→ Dokumentausschnitt:
************

Der Gegenstandswert des Rechtsbeschwerdeverfahrens beträgt 300.000 €.
I.
Die Antragstellerin ist eine Gesellschaft italienischen Rechts in der Rechtsform einer società a responsibilità limitata. Sie erwirkte am 19. November 2013 vor dem italienischen Tribunale di Gorizia eine Sicherstellungsbeschlagnahme („sequestro conservativo“) gegen G. H. (im Folgenden: Schuldner). Hierdurch wurde sie ermächtigt, die Sicherstellungsbeschlagnahme bis zu einem Betrag von 1.000.000 Euro auf bewegliche und unbewegliche, materielle und immaterielle Werte sowie Forderungen des Schuldners vorzunehmen. Mit Beschluss vom 22. August 2014 erklärte das Oberlandesgericht die Entscheidung in Deutschland für vollstreckbar.

************

→ Vorliegendes Material:
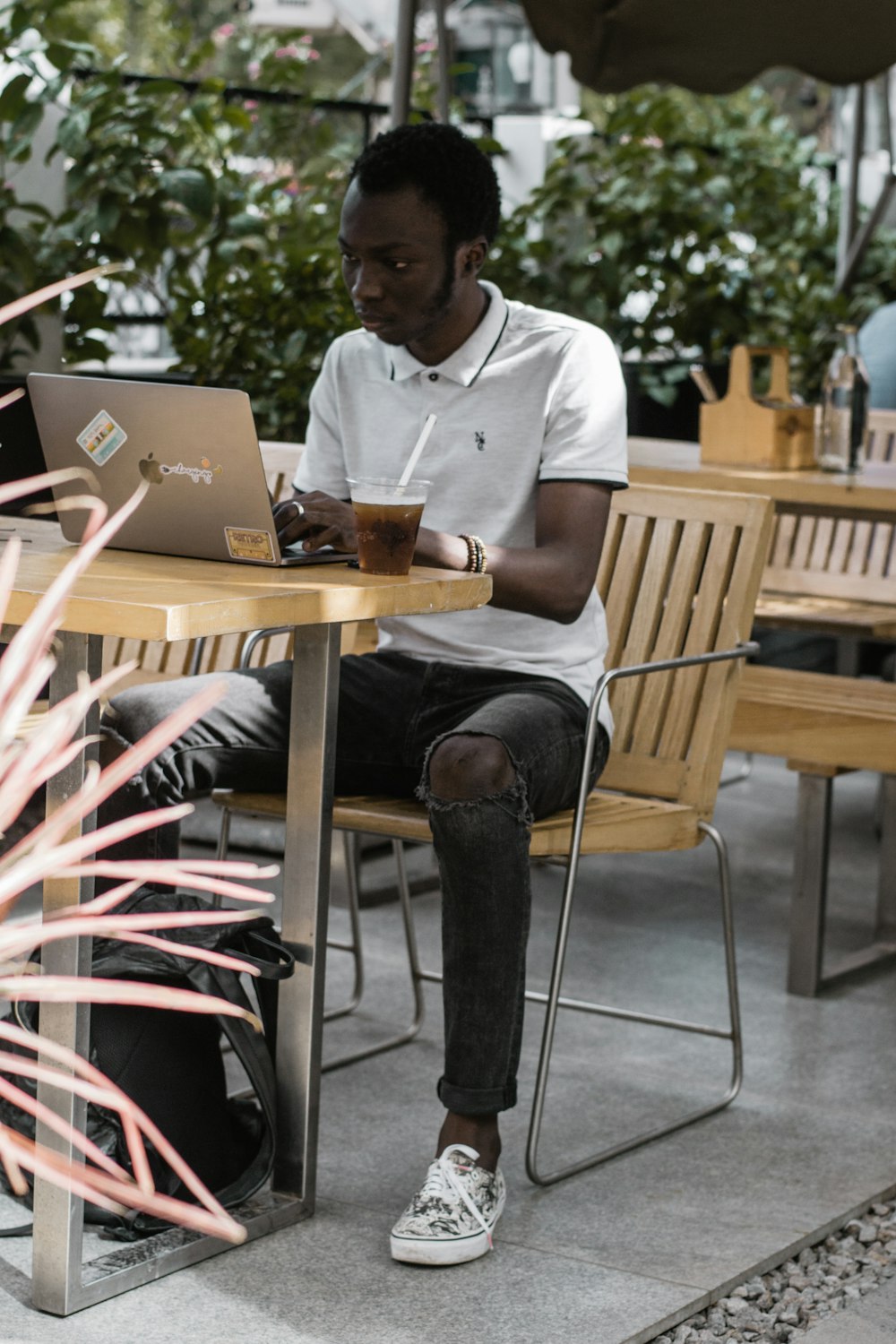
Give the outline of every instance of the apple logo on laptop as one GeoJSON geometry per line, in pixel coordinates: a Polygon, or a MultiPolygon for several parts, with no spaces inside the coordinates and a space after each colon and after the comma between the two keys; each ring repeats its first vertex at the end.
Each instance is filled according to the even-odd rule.
{"type": "Polygon", "coordinates": [[[153,458],[152,453],[149,454],[149,457],[141,458],[138,465],[140,465],[140,474],[145,481],[149,481],[150,485],[161,485],[163,480],[161,466],[153,458]]]}

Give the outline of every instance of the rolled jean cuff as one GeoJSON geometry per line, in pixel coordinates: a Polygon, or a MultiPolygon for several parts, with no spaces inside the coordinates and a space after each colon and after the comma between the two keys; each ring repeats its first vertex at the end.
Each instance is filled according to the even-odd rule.
{"type": "Polygon", "coordinates": [[[455,1116],[494,1116],[516,1106],[516,1078],[506,1087],[455,1087],[447,1078],[439,1078],[439,1101],[455,1116]]]}

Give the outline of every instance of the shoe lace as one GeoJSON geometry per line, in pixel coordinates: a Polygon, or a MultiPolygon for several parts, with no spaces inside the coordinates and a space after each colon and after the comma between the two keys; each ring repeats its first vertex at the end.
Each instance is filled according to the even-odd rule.
{"type": "Polygon", "coordinates": [[[474,1152],[473,1148],[467,1148],[466,1144],[451,1144],[445,1152],[433,1163],[430,1173],[423,1183],[423,1189],[420,1191],[424,1196],[431,1196],[438,1199],[446,1193],[454,1193],[461,1200],[461,1203],[470,1211],[476,1222],[480,1224],[482,1231],[489,1239],[489,1249],[492,1249],[492,1230],[489,1224],[482,1218],[467,1192],[465,1191],[462,1183],[458,1180],[458,1172],[466,1173],[473,1169],[473,1164],[480,1154],[474,1152]],[[469,1157],[469,1163],[451,1161],[451,1153],[463,1153],[469,1157]]]}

************

→ Kurzauftrag: Geben Sie aus dem Dokumentausschnitt den Abschnitt wörtlich wieder, der mit den Worten „Der Gegenstandswert des“ einsetzt und mit „Deutschland für vollstreckbar.“ schließt.

→ Die Antwort:
Der Gegenstandswert des Rechtsbeschwerdeverfahrens beträgt 300.000 €.
I.
Die Antragstellerin ist eine Gesellschaft italienischen Rechts in der Rechtsform einer società a responsibilità limitata. Sie erwirkte am 19. November 2013 vor dem italienischen Tribunale di Gorizia eine Sicherstellungsbeschlagnahme („sequestro conservativo“) gegen G. H. (im Folgenden: Schuldner). Hierdurch wurde sie ermächtigt, die Sicherstellungsbeschlagnahme bis zu einem Betrag von 1.000.000 Euro auf bewegliche und unbewegliche, materielle und immaterielle Werte sowie Forderungen des Schuldners vorzunehmen. Mit Beschluss vom 22. August 2014 erklärte das Oberlandesgericht die Entscheidung in Deutschland für vollstreckbar.